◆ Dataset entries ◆
------------------------------------------------------------

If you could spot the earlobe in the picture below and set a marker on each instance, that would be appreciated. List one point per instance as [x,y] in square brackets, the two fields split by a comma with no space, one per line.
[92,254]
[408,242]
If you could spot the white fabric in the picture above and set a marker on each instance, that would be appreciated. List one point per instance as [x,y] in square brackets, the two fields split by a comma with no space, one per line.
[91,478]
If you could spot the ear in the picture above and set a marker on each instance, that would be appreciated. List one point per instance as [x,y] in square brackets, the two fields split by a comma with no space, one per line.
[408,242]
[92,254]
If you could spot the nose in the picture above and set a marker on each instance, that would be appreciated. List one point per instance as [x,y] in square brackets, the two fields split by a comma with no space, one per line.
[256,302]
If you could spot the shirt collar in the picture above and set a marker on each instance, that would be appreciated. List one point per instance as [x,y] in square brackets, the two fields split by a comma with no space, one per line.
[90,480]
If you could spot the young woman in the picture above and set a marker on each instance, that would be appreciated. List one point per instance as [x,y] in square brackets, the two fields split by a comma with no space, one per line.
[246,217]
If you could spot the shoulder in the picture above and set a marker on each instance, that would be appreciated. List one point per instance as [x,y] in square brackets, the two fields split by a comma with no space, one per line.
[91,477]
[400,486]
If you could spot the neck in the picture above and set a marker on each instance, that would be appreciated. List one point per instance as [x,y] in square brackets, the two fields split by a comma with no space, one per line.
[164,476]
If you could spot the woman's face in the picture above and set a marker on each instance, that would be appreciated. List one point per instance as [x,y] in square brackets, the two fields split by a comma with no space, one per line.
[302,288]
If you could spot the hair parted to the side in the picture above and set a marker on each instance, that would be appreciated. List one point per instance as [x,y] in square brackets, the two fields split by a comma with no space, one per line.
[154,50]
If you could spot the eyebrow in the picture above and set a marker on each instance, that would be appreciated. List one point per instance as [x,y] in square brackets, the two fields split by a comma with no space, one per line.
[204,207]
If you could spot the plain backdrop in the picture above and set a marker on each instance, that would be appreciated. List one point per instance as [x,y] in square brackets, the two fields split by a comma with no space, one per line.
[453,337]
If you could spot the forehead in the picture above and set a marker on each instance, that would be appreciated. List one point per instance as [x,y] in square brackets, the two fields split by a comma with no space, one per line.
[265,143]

------------------------------------------------------------

◆ Directions ◆
Nothing in the entries above may be left out; retype them all exactly.

◆ Written answer ◆
If you could spot the earlobe in the picture below and set a marker on each instance, that would be appreciated. List one point per instance as [x,y] in square brackets, the two fields split by a comma with no space, one per line.
[92,254]
[408,242]
If you could spot the white fabric in the picture above and set a marker on each instance, that would be appreciated. List one point per instance as [x,y] in square brackets, the two fields split by a comma with no space, one per line.
[91,478]
If you could spot the ear in the picture above and set a marker on each instance, that would be appreciated. List one point per instance as [x,y] in square brackets, the two fields split by a comma with no space, one per line.
[408,242]
[92,254]
If you could spot the nose in the picture above and set a marker on each instance, that would be appreciated. List one point per instance as [x,y] in square brackets, the two fields split by a comma with no space, one per line.
[256,302]
If you could spot the shirt collar in the picture above and set a marker on each instance, that would be appreciated. List one point per instance as [x,y] in square brackets, the two fields split by a comma with no space, one per line.
[90,480]
If you could spot the young woman in the picture above and set a marker on each instance, that would be appreciated. List one point per instance as [x,y] in square brackets, the two fields split by a comma with no space, one per line.
[246,217]
If you could spot the shoulder in the picture above and set a marker on each instance, that would be appreciated. List one point per instance as [x,y] in square brackets, the two fields split by a comma with no space, one per line.
[91,477]
[400,486]
If you could spot the neck in the picture above and set a marker on each instance, that would be appreciated. List one point per instance as [x,y] in square brackets, the two fields split by a comma with no space, one per line.
[164,476]
If you could spot the woman's face in the picture above and set a marker on each instance, that would be appreciated. List one point per instance as [x,y] in square brackets, the two fields split by a comma with no space, one per line.
[302,288]
If you could spot the hair parted to the side in the picture above and set a marker on each instance, that would be appreciated. List one point per instance as [x,y] in square brackets, the two fields split by a comma with no space, one per line.
[154,50]
If you could spot the eyebrow in the picture above and set a marker on each instance, that would be appreciated. List one point per instance as [x,y] in square brackets, the two fields split by a comma with no space, one per line.
[204,207]
If you could spot the plain backdrop in the picture above and set a marker on each instance, that would be appreciated. List one point per instance as [x,y] in square brackets, the two fields split by a comma with no space, one per line.
[453,337]
If you could spot the forehead in the picture above and set a marker on each instance, that would be appreciated. List one point per instance as [x,y] in square brackets, the two fields split by a comma with no space, one per line.
[265,143]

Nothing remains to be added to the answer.